A block of data

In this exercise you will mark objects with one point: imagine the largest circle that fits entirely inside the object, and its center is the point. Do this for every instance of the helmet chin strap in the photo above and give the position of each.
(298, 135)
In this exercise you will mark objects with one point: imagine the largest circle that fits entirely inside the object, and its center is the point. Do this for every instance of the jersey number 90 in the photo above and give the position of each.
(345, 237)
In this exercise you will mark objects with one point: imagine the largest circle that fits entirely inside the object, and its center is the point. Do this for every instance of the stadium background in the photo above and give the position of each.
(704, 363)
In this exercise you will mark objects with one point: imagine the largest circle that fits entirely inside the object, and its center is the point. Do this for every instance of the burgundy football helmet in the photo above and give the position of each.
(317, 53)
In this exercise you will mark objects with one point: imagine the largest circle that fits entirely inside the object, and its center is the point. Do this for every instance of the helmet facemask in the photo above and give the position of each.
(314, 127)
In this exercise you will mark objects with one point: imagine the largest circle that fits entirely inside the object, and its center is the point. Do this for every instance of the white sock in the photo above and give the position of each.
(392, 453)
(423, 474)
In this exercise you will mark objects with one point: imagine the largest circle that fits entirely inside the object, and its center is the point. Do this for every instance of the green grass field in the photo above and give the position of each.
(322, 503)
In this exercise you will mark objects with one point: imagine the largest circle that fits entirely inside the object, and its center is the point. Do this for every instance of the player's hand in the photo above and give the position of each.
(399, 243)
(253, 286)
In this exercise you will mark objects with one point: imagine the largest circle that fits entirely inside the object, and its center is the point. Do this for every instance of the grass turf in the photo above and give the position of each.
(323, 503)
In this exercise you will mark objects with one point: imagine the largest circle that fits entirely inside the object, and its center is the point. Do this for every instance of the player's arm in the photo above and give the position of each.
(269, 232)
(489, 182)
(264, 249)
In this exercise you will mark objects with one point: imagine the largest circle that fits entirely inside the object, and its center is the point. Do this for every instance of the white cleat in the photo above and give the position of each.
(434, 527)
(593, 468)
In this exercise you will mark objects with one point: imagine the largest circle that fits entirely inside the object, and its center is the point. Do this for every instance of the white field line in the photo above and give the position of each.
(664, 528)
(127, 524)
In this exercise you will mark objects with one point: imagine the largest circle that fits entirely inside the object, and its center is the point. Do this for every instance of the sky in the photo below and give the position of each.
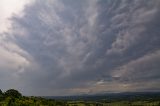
(73, 47)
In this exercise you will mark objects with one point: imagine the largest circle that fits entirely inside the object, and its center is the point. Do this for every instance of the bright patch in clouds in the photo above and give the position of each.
(7, 9)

- Short task -
Leave the images out and output the remaining material exactly as it stands.

- Answer -
In this exercise you will mark objects with one point: imagine the largest circle that fits entirely inside the object, and its center is the point. Do this for every instance of the helmet chin strap in the photo above and give the position of each.
(298, 135)
In this exercise you will mark objects with one point: imagine the largest circle that fits entirely inside the object, and its center is the point. Do this for every instance of the jersey number 90 in the photo above and give the position of each.
(345, 237)
In this exercise you will mark objects with one point: imagine the largest circle that fits entirely inside the object, and its center is the point. Do this for every instance of the stadium background in the photo above and give the position of each.
(704, 363)
In this exercise you will mark objects with one point: imagine the largest circle that fits entirely inside the object, and its center is the point. Do this for every instance of the burgundy football helmet in the photo above and give the position of each.
(317, 53)
In this exercise you will mark objects with one point: imagine the largest circle that fits entirely inside the object, and its center is the point. Do this for every instance of the helmet facemask in the photo above and give the position of each.
(314, 127)
In this exercise you will mark objects with one point: imagine the largest circle that fits entirely inside the object, and its center is the point. Do this for every instance of the white sock in the photo above and give the position of each.
(392, 453)
(423, 474)
In this exercise you will mark objects with one point: imagine the largest circle that fits entirely inside the object, and its center is the point. Do this for every instance of the green grass field in the photo above and give the position of each.
(322, 503)
In this exercise you will mark objects with one point: imagine the largest circle that fits entirely inside the object, and its center is the point. Do this for every instance of the player's hand in the photo above and give the position of each.
(399, 243)
(253, 286)
In this exercise you will mark objects with one point: imagine the largest circle that fits entirely inside the object, and its center is the point. Do this for every instance of the grass turf in the photo above and give the position of each.
(323, 503)
In this exercise you will mark objects with one point: imagine the largest circle that fits entirely inside the object, and its center is the point. Do this for every instance of the player's arm in the photo above and give the position of each.
(269, 232)
(489, 182)
(264, 249)
In this exercise you will mark objects with one point: imagine the largest circle that fits entirely inside the object, and its center is the point. Do this for every instance of the white cleat in the photo above and give the position of each.
(434, 527)
(593, 468)
In this exercise you will mark objects with one point: imagine the largest circle that fits entirely inside the object, and its center is the point. Do this for every instance of the white field line in the photo above and give the position of each.
(664, 528)
(127, 524)
In this exercise you will mark objects with one point: imagine the largest circle that fits entirely inside the object, and its center is the point. Do this for every instance of the sky in the photo below and give the position of each.
(73, 47)
In this exercise you will mark objects with one point: imagine the largest circle that fits entirely inside the object, and its center is the point. Do this for every instance of the bright patch in clouds in the photo above and give the position of each.
(7, 9)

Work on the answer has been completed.